Records from a collection
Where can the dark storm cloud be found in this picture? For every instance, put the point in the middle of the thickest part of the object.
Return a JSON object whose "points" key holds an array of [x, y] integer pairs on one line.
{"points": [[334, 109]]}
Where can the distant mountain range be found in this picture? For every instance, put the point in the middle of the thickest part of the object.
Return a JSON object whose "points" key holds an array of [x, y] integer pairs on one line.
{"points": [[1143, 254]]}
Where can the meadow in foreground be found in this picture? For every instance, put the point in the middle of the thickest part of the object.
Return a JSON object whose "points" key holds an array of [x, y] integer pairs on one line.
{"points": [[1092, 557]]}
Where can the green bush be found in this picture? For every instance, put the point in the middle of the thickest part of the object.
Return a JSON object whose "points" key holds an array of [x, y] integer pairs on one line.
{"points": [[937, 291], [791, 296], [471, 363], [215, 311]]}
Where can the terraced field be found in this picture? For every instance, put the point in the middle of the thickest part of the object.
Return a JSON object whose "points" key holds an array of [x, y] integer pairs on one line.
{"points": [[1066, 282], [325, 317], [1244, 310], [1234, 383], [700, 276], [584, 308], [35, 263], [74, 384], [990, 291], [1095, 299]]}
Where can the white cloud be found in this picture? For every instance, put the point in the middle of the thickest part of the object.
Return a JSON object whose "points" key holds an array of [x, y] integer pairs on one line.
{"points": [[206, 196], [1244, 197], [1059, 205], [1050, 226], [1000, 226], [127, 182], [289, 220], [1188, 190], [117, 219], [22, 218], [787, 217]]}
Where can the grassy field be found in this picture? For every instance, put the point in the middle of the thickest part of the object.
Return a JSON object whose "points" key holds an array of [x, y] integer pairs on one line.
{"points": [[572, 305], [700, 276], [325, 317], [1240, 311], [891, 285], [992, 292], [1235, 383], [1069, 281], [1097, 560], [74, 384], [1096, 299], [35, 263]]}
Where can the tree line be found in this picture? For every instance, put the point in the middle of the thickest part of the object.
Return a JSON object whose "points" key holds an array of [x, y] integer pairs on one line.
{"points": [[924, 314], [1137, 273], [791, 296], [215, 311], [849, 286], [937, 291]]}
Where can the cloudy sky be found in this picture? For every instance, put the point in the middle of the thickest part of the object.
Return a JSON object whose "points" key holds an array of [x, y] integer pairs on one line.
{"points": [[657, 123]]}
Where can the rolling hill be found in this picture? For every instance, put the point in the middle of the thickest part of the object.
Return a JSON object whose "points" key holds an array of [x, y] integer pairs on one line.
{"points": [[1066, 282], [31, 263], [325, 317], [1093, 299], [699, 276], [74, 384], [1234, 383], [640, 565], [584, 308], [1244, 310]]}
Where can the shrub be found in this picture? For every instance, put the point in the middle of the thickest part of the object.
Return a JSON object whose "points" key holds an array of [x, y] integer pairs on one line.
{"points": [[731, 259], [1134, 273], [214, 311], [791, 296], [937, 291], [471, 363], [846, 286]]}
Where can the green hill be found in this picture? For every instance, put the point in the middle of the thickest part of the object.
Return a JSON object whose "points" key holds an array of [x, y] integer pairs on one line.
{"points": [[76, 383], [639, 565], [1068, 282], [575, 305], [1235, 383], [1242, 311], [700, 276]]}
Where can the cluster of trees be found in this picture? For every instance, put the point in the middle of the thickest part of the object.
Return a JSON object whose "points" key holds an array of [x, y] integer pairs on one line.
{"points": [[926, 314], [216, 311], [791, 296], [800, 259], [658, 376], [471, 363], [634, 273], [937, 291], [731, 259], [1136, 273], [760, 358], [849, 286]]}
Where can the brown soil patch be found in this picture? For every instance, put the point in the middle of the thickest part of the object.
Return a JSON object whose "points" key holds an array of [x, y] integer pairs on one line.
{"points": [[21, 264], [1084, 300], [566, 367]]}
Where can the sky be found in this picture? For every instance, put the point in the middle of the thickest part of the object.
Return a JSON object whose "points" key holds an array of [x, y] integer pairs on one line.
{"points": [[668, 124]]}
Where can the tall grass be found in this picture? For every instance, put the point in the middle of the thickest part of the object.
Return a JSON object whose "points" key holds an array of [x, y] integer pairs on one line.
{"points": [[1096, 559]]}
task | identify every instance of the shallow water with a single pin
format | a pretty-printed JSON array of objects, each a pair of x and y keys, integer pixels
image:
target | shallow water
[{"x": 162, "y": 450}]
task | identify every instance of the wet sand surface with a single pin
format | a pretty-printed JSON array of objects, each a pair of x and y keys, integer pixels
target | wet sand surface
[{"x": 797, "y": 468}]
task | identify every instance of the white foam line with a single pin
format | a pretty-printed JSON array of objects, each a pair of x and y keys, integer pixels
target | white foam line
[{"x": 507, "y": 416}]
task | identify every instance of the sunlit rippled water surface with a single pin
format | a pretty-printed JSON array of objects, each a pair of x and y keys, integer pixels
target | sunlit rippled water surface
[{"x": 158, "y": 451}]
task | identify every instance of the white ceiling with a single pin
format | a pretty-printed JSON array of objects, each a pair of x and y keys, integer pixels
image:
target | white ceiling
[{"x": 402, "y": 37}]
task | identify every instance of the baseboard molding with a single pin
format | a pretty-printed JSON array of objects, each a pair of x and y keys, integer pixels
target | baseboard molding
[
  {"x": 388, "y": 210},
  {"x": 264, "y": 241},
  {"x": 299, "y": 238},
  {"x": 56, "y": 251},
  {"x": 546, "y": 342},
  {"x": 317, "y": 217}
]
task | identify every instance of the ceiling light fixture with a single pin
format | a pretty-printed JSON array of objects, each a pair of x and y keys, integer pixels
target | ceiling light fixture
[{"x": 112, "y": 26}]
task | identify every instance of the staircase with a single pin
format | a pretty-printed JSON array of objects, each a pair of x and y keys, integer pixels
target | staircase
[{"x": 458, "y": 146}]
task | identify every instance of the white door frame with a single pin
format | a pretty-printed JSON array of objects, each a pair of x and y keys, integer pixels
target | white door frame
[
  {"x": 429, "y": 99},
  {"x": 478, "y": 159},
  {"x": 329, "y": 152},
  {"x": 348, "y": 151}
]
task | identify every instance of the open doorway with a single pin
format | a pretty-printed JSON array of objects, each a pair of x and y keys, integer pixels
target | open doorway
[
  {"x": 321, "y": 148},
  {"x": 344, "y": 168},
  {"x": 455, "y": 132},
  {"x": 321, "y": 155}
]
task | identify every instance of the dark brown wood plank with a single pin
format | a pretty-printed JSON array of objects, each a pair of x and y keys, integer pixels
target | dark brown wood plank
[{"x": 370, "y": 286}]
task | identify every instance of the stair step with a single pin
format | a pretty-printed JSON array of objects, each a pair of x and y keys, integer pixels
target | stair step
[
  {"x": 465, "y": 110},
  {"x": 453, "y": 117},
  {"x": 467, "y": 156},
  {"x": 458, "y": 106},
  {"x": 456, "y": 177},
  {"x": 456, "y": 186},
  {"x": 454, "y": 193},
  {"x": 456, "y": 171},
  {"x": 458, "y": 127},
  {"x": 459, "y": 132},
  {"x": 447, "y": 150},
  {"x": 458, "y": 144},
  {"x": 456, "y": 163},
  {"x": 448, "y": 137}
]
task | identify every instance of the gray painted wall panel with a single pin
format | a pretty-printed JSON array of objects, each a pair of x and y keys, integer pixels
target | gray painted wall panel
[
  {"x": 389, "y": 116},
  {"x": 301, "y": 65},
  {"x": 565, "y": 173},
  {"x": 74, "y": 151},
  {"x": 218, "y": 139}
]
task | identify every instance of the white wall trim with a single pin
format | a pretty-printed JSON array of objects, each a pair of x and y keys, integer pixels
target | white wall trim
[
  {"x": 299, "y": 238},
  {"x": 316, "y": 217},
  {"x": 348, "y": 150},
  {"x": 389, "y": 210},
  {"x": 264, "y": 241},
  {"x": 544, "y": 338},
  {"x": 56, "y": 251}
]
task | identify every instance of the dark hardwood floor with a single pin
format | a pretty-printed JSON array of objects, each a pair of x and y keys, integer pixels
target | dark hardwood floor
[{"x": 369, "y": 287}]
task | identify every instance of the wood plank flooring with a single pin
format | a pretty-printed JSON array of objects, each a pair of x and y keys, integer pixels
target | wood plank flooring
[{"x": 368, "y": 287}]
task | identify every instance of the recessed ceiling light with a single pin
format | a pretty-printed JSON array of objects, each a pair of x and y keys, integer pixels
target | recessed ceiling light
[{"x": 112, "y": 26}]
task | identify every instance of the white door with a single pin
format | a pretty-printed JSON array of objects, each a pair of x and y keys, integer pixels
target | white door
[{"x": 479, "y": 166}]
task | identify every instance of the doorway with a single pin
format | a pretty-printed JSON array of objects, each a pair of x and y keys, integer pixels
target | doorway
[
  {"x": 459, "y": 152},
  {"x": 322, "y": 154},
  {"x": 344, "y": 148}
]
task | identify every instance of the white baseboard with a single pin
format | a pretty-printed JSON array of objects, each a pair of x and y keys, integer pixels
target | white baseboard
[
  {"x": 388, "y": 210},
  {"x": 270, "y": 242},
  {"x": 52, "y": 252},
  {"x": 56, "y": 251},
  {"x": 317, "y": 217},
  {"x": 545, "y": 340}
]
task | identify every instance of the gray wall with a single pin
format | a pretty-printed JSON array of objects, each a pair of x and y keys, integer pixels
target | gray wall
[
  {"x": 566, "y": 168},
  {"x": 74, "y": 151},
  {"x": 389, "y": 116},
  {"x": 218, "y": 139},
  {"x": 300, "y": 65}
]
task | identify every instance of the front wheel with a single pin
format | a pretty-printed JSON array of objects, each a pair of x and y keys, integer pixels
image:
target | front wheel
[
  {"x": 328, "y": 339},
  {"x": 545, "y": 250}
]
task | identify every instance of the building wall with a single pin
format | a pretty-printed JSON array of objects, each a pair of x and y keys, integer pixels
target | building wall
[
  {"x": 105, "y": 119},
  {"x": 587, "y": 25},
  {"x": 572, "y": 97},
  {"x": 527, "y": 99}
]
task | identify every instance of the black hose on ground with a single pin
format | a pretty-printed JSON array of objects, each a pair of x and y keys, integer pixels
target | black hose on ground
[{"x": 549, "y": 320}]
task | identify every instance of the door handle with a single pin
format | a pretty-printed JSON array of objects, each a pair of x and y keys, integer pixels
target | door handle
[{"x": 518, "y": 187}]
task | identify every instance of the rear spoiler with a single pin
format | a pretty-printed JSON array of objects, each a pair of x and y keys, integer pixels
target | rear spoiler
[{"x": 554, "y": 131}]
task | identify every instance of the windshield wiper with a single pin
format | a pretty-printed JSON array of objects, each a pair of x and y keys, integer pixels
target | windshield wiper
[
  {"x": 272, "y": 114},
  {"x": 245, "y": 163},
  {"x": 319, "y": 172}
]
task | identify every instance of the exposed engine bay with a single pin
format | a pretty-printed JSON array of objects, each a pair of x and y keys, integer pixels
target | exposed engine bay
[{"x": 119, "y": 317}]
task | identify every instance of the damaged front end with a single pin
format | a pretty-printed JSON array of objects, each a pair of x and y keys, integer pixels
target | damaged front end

• **What you need to do**: Taking the records above, retype every line from the one with "task | identify every instance of the wet" down to the one with "task | identify every instance of the white ceiling", exactly and with nothing else.

• **Solution to the exercise**:
task | identify every instance of the wet sand surface with a single pin
format | a pretty-printed JSON array of objects, each a pair of x and y keys, integer pixels
target | wet sand surface
[{"x": 797, "y": 468}]
task | identify every instance of the white foam line with a single pin
format | a pretty-printed JSON array of objects, each a pair of x and y keys, integer pixels
target | white foam line
[{"x": 507, "y": 416}]
task | identify every instance of the sunlit rippled water surface with a single pin
format | a pretty-printed JSON array of objects, each a pair of x and y keys, integer pixels
target | sunlit rippled water surface
[{"x": 158, "y": 451}]
task | identify every instance of the white ceiling with a single pin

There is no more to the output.